DATA FOR THIS TASK »
• • • • •
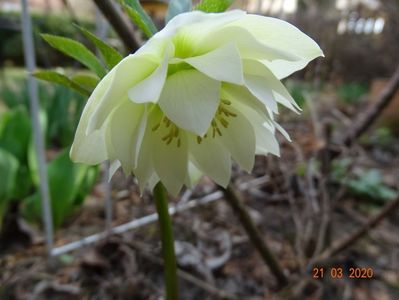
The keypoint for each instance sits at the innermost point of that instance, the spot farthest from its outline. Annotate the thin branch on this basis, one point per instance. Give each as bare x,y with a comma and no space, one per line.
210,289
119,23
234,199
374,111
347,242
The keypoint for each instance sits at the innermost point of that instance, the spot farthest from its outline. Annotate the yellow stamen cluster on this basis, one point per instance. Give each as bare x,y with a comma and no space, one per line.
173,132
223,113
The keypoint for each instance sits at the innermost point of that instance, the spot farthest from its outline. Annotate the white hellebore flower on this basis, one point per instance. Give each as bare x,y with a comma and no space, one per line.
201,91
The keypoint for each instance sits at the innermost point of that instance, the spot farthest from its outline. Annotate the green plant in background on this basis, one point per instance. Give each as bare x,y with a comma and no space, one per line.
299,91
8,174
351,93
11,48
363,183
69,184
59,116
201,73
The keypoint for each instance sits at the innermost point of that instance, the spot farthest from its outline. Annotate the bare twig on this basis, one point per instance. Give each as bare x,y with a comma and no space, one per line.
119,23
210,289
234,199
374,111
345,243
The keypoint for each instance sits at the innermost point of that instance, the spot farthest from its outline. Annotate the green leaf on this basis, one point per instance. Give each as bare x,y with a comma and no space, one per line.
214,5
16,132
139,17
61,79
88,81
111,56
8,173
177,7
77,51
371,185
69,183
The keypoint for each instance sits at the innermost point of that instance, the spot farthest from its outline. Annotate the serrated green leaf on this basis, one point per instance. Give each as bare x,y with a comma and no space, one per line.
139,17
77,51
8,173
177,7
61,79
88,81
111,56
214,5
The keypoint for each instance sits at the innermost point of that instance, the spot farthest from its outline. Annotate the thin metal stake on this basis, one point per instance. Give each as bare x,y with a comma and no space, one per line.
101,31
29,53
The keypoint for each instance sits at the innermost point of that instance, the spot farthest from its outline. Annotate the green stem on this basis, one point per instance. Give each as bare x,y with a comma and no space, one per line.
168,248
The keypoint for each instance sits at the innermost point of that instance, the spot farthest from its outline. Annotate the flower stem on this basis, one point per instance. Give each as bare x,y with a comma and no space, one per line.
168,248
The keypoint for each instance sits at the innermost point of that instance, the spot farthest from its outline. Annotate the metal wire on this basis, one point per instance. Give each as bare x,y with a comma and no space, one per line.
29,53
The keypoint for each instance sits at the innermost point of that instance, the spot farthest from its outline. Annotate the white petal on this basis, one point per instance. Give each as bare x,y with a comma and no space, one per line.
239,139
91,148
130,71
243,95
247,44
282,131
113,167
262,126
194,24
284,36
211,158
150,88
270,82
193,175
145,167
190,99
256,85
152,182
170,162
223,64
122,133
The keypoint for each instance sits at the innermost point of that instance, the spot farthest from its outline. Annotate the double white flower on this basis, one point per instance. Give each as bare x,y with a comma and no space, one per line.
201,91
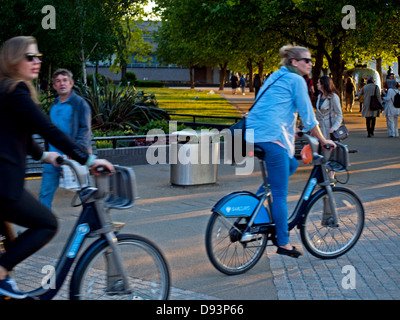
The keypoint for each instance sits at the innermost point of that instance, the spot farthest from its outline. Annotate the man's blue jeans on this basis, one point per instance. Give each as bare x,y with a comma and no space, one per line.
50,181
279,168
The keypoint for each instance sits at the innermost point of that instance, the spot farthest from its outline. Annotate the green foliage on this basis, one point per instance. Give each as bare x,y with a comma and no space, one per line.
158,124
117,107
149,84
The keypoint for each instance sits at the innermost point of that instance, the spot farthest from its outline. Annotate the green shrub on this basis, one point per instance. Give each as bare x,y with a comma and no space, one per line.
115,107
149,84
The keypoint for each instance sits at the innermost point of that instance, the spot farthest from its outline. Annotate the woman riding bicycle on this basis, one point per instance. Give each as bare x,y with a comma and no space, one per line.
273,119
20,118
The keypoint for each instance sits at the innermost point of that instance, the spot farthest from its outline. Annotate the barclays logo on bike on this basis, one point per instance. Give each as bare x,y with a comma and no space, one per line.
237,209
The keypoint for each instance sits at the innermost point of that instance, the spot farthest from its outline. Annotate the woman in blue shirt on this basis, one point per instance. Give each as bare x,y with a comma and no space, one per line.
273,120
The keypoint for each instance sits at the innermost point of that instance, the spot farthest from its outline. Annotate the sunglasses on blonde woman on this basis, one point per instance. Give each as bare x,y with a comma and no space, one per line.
• • • • •
DIRECTIONS » Copy all of the material above word for word, with the pictures left out of your reply.

WRITTEN SOLUTION »
The keypoint for each instance sits at the innermost point of that instance, the spot farthest from its outline. Annotate the thin branch on this basis, one point per instance. Give each as bare x,y with a comma and no space, one per line.
210,289
119,23
234,199
374,111
347,242
The keypoint for each instance sits at the innermost point of that instance, the spot farthest from its outline. Annotate the yellow stamen cluster on this basis, one point per instance. Give each as bare x,y with a comma and no space, one per line.
173,132
223,113
The keypoint for each instance sits at the innermost point of that instance, the spot farthest from its outline. Annotate the white hellebore flower on this basis, one point per instance. Give each as bare x,y with a comma and no space, one per line.
201,91
The keypoint for each instance sits at the innermost point of that instance, the spot farthest from its outline. Annotate the green plant in background on this basis, one point per instance. Give each as bare x,y with a comma and no space, one per line.
299,91
8,174
351,93
11,48
363,183
69,184
59,116
201,73
The keypoint for each instance sits at the innermost point of that instance, the spot farthest from its outline. Annotate the bare twig on this basis, one point per instance. Give each as bare x,y with a comma and no space, one per line.
119,23
210,289
234,199
374,111
345,243
The keypoint for each instance sits at the innermost point of that instance, the spot farthest from its outline. Annotate the green leaf on this basis, one point per instance. Give each as bare x,y with a comma and no space, one per line.
214,5
16,132
139,17
61,79
88,81
111,56
8,173
177,7
77,51
371,185
69,183
The keypoint for each instance sits at the innermost point of that instance, the spot farthest from its outline. Annotate the serrated green leaf on this basis, one point per instance. Give each as bare x,y with a comma and no space, one per line.
139,17
77,51
8,173
177,7
61,79
88,81
111,56
214,5
The keypoint for each instance sits at the innermost point of that instance, the spot farthest from its outline. Annotate the thin metal stake on this basis, one point per instance. Give each as bare x,y with a comma and no space, one per line.
101,31
29,53
The keypoint for each instance sits at the innermost point of that instance, the spot farthest from its outline. Annotate the green stem on this basis, one point per instance. Give each as bare x,y with a comma and no space, one per line.
168,248
The keypoint for each instance sits at the innermost point of that instance, the spot farthest from its outline. Annotate the flower stem on this basis, one point per instance. Give each as bare x,y with a comma and no space, one per line.
168,248
The keypoint for each instance sits at the innermost point of that instance, the spot farthest from its outline. Annotate the metal wire on this basis, one point per instance. Give each as bare x,y with a comma and no space, one per line.
29,53
The keypoint for each instance sits at the innermost point of that instance, the spot farthest from its outline. Annotate the white petal on this basis, one point per instance. Give each as bare x,y with a comma and no space, one per line.
239,139
91,148
130,71
243,95
247,44
282,131
113,167
262,126
194,24
284,36
211,158
150,88
270,82
193,175
145,167
190,99
256,85
152,182
170,162
223,64
122,133
The keypoint for each instance sits at the innermost point of that instance, the spot farthest from its outline. Annotate the double white flower on this basis, one point per instance. Give each as bare x,y with a comma and no space, one per line.
201,91
The keypoint for each instance sits at the innermost point of that instance, the spot farthest from its outline. Annotate the man's blue jeans on this basis, one point per instance. Give each as bare x,y with a comma and no space, one per line.
50,181
279,168
The keypoint for each instance sits at the innermost point of that instance, the spot farthest from its outline. Annotate the green foliage on this basis, one point per instance. Give each as bare x,y with a comma and no space, one per line.
158,124
117,107
149,84
The keypoint for each instance sits at the innermost point of that instance, the spot farthest from its outline. Annotate the green shrub on this basis, one point per instance. Give each as bare x,y with a comma and no space, one per line.
115,107
149,84
The keypoint for each instance sits at the innermost point of that instance, the spot farthest from its outline. Annotate the woman riding bicycle on this basis, one point per instance. Give each as bare x,y with a comma and no space, one per line.
273,119
20,118
The keypoint for each instance sits at the innermost point of that instance, the spot farthest from its outline. Annotate the barclays logo on bike on this basis, one point per instance. Give each as bare x,y with a comma and no space, one per line.
237,209
The keypoint for each instance sits at the innermost point of that instance, the spot farthest from its outline. Annotate the woman in blue shirt on this basis, one point per instance. Give each as bare x,y with a comma and no space, one per line.
273,120
The keypoint for each instance sits at the innermost point of that instance, the spot farthest from its outline. Annotate the sunglasses on blonde woman on this basis, one point per instance. Give each as bare x,y with a comma and no space, one per line.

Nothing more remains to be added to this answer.